--- Begin ---
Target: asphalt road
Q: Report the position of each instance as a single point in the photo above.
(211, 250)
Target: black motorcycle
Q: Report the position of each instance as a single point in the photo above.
--- End ---
### EXERCISE
Copy out every one of the entries above, word for word.

### RESULT OF THE EXERCISE
Target: asphalt road
Q: Report the position of each instance as a single point in the photo above.
(211, 250)
Target: black motorcycle
Q: Report the position of each instance as a single point in the photo above.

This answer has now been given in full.